--- The records ---

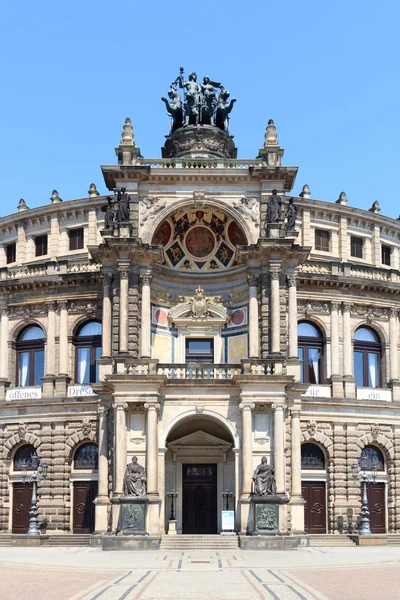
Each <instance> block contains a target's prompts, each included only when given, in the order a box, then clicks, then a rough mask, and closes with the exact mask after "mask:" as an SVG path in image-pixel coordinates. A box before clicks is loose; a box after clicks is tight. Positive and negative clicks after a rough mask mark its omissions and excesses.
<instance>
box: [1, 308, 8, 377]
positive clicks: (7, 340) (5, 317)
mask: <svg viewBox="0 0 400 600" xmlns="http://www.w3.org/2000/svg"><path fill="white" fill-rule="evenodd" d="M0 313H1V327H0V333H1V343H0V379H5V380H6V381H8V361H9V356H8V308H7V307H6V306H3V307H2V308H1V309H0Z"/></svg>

---
--- The records ---

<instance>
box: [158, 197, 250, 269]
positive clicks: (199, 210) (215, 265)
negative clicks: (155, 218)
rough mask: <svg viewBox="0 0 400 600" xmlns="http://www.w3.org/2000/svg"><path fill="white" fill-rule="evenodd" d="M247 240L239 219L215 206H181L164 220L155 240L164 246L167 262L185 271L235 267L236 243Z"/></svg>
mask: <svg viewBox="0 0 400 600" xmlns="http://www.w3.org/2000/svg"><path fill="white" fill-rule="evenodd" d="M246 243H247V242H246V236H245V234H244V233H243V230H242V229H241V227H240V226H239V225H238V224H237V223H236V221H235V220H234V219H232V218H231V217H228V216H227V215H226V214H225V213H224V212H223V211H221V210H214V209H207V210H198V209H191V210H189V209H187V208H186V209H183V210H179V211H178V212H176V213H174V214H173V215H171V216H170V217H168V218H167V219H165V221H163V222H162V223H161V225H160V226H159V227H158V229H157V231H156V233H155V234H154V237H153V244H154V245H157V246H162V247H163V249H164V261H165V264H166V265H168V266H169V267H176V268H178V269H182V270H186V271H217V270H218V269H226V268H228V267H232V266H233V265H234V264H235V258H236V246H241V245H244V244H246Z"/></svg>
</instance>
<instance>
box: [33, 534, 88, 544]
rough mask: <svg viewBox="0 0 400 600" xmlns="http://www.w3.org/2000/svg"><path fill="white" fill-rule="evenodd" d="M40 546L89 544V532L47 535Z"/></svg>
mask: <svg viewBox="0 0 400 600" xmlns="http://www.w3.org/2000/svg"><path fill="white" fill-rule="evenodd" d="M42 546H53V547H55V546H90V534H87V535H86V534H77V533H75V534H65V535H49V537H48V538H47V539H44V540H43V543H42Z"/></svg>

---

**Assignment:** Counting the lines above that hold "negative", reply with the number and no other words.

**Finished exercise:** 2